→ **Selected extract**:
By means of the above thermostat fault diagnosis method, it can be judged whether a thermostat is faulty according to a relationship between a current coolant temperature and a boundary temperature and initial opening temperature at a current environment temperature and engine thermal equilibrium state data without building a water temperature model, so that a determination result is more accurate, a large amount of standardization work is not needed, and the manpower and resource costs are reduced.
In an embodiment, the manner of judging whether a thermostat is faulty according to the engine thermal equilibrium state data and a relationship between the current coolant temperature and the boundary temperature and initial opening temperature includes the following steps: it is judged, when the current coolant temperature is less than the boundary temperature, whether the thermostat is faulty by a boundary temperature method according to the engine thermal equilibrium state data; it is judged, when the current coolant temperature is greater than or equal to the boundary temperature and is less than the initial opening temperature, whether the thermostat is faulty by a temperature drop learning method or an active control method according to the engine thermal equilibrium state data; and it is judged, when the current coolant temperature is greater than or equal to the initial opening temperature, whether the thermostat is faulty by a thermal equilibrium determination method or an inheritance determination method according to the engine thermal equilibrium state data.
In an embodiment, the manner of judging, when the current coolant temperature is less than the boundary temperature, whether the thermostat is faulty by a boundary temperature method according to the engine thermal equilibrium state data includes that: engine running time after starting and standard engine minimum warm-up time at the current environment temperature is acquired; and it is determined, when the engine running, time is greater than the standard engine minimum warm-up time and when the engine enters a thermal equilibrium state and the temperature is still less than the boundary temperature, that the thermostat is faulty.
In an embodiment, the manner of judging, when the current coolant temperature is greater than or equal to the boundary temperature and is less than the initial opening temperature, whether the thermostat is faulty by a temperature drop learning method or an active control method according to the engine thermal equilibrium state data includes that: an engine thermal equilibrium duration is acquired according to the engine thermal equilibrium state data; when the engine thermal equilibrium duration is greater than or equal to a standard thermal equilibrium time parameter, an engine heat dissipation system component is driven to work, a coolant temperature drop of the engine during each start of the engine heat dissipation system component is respectively acquired, when the number of times of the coolant temperature drop amplitude exceeding a first threshold is greater than or equal to a first preset number of times, it is determined that the thermostat is faulty, and when the number of times of the coolant temperature drop amplitude is lower than a second threshold is greater than or equal to a second preset number of times, it is determined that the thermostat is normal; and when the engine thermal equilibrium duration is less than the standard thermal equilibrium time parameter or fault determination cannot be performed by using a fan controller, if the number of times of the coolant temperature drop exceeding a third threshold is greater than a third preset number of times, it is determined that the thermostat is faulty.

→ **Study material**:
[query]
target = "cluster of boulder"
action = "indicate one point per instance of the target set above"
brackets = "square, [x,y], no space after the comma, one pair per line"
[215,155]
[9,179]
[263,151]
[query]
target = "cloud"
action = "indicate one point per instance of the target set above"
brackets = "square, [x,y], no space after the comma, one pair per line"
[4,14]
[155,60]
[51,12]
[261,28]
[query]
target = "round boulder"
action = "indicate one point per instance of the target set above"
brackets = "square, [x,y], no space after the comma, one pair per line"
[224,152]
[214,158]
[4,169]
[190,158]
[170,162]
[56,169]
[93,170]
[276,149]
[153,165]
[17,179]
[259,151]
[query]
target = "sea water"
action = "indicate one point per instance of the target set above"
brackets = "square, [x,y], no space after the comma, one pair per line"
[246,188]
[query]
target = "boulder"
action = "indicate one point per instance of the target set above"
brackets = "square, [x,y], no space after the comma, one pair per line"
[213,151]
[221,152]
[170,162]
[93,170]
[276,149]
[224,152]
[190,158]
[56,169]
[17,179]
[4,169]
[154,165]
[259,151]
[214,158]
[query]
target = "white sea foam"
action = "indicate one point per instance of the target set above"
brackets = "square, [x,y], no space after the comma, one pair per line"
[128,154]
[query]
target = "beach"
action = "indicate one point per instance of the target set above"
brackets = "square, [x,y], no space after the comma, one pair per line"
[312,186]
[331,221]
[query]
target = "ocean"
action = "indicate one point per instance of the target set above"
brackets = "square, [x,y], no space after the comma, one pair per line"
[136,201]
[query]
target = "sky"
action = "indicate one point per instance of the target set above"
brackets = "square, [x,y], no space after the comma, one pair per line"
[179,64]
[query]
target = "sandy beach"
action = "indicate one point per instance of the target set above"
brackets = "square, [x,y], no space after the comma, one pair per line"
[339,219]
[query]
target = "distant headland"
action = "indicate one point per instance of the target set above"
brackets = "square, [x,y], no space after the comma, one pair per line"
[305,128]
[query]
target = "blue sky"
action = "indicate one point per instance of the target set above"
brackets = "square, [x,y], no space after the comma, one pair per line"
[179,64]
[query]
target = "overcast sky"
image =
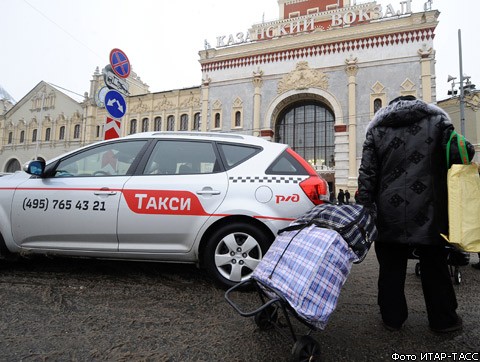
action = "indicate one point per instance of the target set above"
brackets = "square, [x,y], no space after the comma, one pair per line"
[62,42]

---

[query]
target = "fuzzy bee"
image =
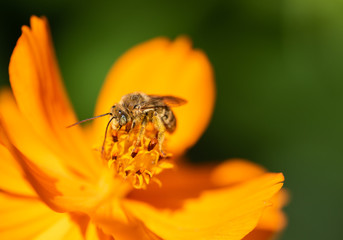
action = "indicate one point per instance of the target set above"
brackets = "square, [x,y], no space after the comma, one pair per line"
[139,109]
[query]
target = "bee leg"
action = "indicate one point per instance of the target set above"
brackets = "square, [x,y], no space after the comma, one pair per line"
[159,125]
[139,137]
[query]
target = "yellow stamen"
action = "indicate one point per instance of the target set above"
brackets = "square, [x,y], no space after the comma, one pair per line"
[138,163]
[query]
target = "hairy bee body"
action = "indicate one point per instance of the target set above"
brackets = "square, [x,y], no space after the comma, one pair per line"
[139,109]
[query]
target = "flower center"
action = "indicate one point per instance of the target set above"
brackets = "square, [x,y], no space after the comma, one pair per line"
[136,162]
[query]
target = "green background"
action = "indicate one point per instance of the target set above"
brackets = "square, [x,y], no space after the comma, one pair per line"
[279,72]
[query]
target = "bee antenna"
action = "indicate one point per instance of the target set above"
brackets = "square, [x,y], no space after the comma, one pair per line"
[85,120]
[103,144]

→ **Prompt**: Give again the part of the thermostat fault diagnosis text starting at "By means of" and ending at "costs are reduced.". The lines shown here are separate material and have no connection to the text on thermostat fault diagnosis.

→ **Your solution**:
By means of the above thermostat fault diagnosis method, it can be judged whether a thermostat is faulty according to a relationship between a current coolant temperature and a boundary temperature and initial opening temperature at a current environment temperature and engine thermal equilibrium state data without building a water temperature model, so that a determination result is more accurate, a large amount of standardization work is not needed, and the manpower and resource costs are reduced.